**EXERCISE BRIEF**: Could you format every line of the records below as a Markdown table with the columns "Row" and "Line," putting the row number in the first and the line itself in the second, and skipping blank lines?

**RECORDS SUPPLIED**:
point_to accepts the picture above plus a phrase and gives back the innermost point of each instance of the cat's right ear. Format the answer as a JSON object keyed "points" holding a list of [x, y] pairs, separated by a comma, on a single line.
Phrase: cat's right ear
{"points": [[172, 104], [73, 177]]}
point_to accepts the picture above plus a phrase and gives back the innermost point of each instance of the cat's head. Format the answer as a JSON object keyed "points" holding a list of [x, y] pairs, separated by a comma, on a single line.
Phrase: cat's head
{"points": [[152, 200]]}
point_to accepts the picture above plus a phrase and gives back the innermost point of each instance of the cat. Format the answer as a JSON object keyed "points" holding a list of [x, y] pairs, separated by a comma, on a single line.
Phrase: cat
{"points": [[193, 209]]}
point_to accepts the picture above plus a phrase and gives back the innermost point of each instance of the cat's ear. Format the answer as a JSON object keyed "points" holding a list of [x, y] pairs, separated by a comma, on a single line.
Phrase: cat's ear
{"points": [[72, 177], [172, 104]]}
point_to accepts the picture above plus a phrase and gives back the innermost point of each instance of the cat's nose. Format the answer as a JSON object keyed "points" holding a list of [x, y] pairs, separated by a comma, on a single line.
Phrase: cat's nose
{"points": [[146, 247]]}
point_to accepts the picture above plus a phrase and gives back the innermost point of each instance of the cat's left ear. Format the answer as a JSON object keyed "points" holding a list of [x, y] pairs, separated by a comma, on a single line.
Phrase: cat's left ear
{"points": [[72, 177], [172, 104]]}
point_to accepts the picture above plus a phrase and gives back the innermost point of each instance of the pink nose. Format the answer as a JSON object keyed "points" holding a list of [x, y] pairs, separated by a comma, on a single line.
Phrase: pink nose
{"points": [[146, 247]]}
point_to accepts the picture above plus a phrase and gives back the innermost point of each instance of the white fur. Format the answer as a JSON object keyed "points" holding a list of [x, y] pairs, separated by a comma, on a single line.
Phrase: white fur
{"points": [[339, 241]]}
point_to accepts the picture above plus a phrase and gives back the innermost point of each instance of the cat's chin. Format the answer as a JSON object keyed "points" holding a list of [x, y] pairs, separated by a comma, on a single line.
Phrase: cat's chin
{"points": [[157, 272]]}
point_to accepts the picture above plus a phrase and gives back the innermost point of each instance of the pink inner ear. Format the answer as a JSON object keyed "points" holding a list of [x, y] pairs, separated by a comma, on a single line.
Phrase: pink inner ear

**WORKED ANSWER**:
| Row | Line |
|---|---|
| 1 | point_to accepts the picture above plus a phrase and gives back the innermost point of each instance of the cat's right ear. Format the answer as a JSON object keyed "points" holding a list of [x, y] pairs, separated by a comma, on a single line. |
| 2 | Phrase: cat's right ear |
| 3 | {"points": [[172, 104], [73, 177]]} |
| 4 | point_to accepts the picture above plus a phrase and gives back the innermost point of each instance of the cat's head. Format the answer as a JSON object keyed "points" holding a list of [x, y] pairs, separated by a comma, on a single line. |
| 5 | Phrase: cat's head |
| 6 | {"points": [[152, 200]]} |
| 7 | point_to accepts the picture above plus a phrase and gives back the innermost point of each instance of the cat. Format the answer as a JSON object keyed "points" holding a list of [x, y] pairs, separated by a comma, on a single line. |
| 8 | Phrase: cat |
| 9 | {"points": [[193, 209]]} |
| 10 | point_to accepts the picture above plus a phrase and gives back the innermost point of each instance of the cat's ear. Format the answer as a JSON object keyed "points" holding a list of [x, y] pairs, separated by a comma, on a single line. |
| 11 | Phrase: cat's ear |
| 12 | {"points": [[72, 177], [172, 104]]} |
| 13 | point_to accepts the picture above plus a phrase and gives back the innermost point of each instance of the cat's nose. Format the answer as a JSON object keyed "points" holding a list of [x, y] pairs, separated by a comma, on a single line. |
| 14 | Phrase: cat's nose |
| 15 | {"points": [[146, 247]]} |
| 16 | point_to accepts the picture above plus a phrase and gives back the innermost point of each instance of the cat's left ear. Format the answer as a JSON object keyed "points" holding a list of [x, y] pairs, separated by a comma, on a single line. |
| 17 | Phrase: cat's left ear |
| 18 | {"points": [[72, 177], [172, 104]]} |
| 19 | point_to accepts the picture above plus a phrase and gives back the innermost point of each instance of the pink nose. Format the answer as a JSON object keyed "points" holding a list of [x, y] pairs, separated by a comma, on a single line. |
| 20 | Phrase: pink nose |
| 21 | {"points": [[146, 247]]} |
| 22 | point_to accepts the picture above plus a phrase and gives back the innermost point of each instance of the white fur. Format the answer as a JSON object keyed "points" holding a list of [x, y] pairs, separated by a comma, on a single line. |
| 23 | Phrase: white fur |
| 24 | {"points": [[339, 241]]} |
| 25 | point_to accepts the picture above plus a phrase and gives back the innermost point of each instance of the cat's chin. Format the answer as a JSON object keyed "points" holding a list of [x, y] pairs, separated by a comma, on a single line. |
| 26 | Phrase: cat's chin |
| 27 | {"points": [[157, 272]]} |
| 28 | point_to accepts the picture above plus a phrase and gives back the innermost point of each instance of the pink inner ear. Format the answer as a JSON object keyed "points" holding a list of [x, y] pairs, separated by a comma, on a single line. |
| 29 | Phrase: pink inner ear |